- Assignment:
Repeat the whole listing exactly.

- Input data:
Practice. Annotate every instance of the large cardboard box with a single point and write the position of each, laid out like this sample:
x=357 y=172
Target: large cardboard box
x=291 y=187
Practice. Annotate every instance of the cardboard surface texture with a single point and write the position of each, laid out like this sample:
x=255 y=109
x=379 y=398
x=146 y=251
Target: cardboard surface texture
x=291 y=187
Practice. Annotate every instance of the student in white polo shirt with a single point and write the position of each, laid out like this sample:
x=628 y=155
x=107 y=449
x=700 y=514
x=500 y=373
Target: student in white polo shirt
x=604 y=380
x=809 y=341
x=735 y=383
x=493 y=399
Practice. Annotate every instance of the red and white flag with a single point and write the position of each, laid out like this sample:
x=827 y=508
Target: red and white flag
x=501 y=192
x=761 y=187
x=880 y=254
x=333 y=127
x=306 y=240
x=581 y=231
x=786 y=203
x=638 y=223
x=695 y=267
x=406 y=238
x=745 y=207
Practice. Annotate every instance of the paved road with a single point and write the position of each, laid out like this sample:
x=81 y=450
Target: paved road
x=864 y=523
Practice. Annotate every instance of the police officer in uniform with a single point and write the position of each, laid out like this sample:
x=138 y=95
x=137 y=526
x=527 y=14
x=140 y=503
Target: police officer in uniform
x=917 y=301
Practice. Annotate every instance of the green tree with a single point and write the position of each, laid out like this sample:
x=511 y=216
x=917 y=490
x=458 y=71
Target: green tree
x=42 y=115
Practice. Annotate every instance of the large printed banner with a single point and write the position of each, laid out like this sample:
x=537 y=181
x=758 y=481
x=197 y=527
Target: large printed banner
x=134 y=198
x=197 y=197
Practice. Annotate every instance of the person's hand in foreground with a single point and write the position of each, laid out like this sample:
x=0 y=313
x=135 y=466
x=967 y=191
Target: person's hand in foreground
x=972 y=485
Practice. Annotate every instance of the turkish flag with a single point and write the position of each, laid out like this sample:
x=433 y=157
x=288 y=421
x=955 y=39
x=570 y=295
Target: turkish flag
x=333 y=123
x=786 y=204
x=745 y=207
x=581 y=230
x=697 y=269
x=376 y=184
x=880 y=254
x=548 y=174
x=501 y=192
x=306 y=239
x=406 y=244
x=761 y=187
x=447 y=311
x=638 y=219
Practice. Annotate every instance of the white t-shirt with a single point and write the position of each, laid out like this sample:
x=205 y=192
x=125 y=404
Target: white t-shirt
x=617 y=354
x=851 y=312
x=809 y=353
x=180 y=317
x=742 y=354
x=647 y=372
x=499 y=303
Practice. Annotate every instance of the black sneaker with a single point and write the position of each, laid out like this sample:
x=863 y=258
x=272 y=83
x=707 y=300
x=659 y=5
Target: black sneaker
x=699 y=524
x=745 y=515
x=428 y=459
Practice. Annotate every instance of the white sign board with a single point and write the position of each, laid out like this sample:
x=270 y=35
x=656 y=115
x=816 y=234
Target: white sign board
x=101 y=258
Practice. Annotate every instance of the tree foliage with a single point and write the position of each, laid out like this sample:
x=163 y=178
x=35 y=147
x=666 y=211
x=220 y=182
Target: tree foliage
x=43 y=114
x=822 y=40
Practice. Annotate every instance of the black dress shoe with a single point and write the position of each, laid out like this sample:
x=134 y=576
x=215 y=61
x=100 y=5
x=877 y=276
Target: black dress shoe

- Response to this task:
Practice. Annotate every instance of the large cardboard box with a single point and write the position of each, laid out like this sample:
x=357 y=172
Target: large cardboard box
x=291 y=187
Practice. Annotate every instance of the cardboard surface texture with a single point and write the position of each, laid out like this sample:
x=255 y=109
x=379 y=398
x=146 y=251
Target: cardboard surface texture
x=291 y=187
Practice. Annotate every instance of the student in white polo shirt with a single point and write the position of each, laid out like this sample:
x=628 y=155
x=107 y=449
x=700 y=514
x=500 y=373
Target: student in white polo shirt
x=604 y=380
x=809 y=341
x=735 y=383
x=493 y=399
Practice. Annotate every instance of the red and white flag with a single point and write the position of each, laid out like this sample:
x=827 y=508
Target: red and white flag
x=501 y=192
x=761 y=187
x=880 y=254
x=333 y=127
x=306 y=240
x=581 y=231
x=786 y=203
x=638 y=223
x=695 y=267
x=406 y=238
x=745 y=207
Practice. Annotate every instance of the paved road with a single point and write the position of each, laid out like this sample:
x=81 y=450
Target: paved road
x=864 y=523
Practice. Annotate every instance of the police officer in uniform with a single point and write the position of each, laid out like this sample:
x=138 y=95
x=137 y=526
x=527 y=14
x=140 y=503
Target: police officer in uniform
x=917 y=301
Practice. Annotate every instance of the green tree with a single point and write the position of each, laid out like this sample:
x=511 y=216
x=917 y=490
x=458 y=71
Target: green tree
x=42 y=115
Practice. Annotate every instance of the large printed banner with a single point and write the position of each, laid out like this sample:
x=537 y=181
x=758 y=481
x=197 y=527
Target: large printed banner
x=134 y=198
x=197 y=197
Practice. Annotate every instance of the person's hand in foreground with a single point and write the position of each, laid out like this sample:
x=0 y=313
x=135 y=466
x=967 y=191
Target: person's hand in foreground
x=972 y=485
Practice. Annotate every instance of the turkish flag with a single point and write the position of each, laid out like this sample:
x=433 y=157
x=288 y=421
x=955 y=39
x=570 y=295
Target: turkish flag
x=333 y=123
x=786 y=204
x=745 y=207
x=581 y=230
x=697 y=269
x=376 y=184
x=880 y=254
x=548 y=174
x=501 y=192
x=306 y=239
x=406 y=244
x=761 y=187
x=447 y=311
x=638 y=219
Practice. Annotate every instance of the white t-shirt with a single point and write the position of each, laid out like this sample:
x=205 y=192
x=125 y=404
Target: white t-shirt
x=617 y=354
x=851 y=312
x=809 y=353
x=180 y=317
x=742 y=354
x=647 y=372
x=499 y=303
Practice. Annotate every instance of the black sneaker with a single point and write the position of each, laid out like this sample:
x=863 y=258
x=272 y=83
x=707 y=300
x=659 y=5
Target: black sneaker
x=699 y=524
x=745 y=515
x=428 y=459
Practice. Annotate every instance of the white sign board with a single point and write the position of each, laid out like this sample:
x=270 y=35
x=656 y=115
x=816 y=234
Target: white sign board
x=101 y=258
Practice. Annotate every instance of the tree foliage with a single point and write the position of each, laid out like this sample:
x=163 y=178
x=35 y=147
x=666 y=211
x=220 y=182
Target: tree foliage
x=43 y=114
x=822 y=40
Practice. Annotate every instance of the black dress shoe with a single point and write the position of each, laid out like this sample:
x=134 y=576
x=215 y=61
x=100 y=5
x=877 y=276
Target: black dress shoe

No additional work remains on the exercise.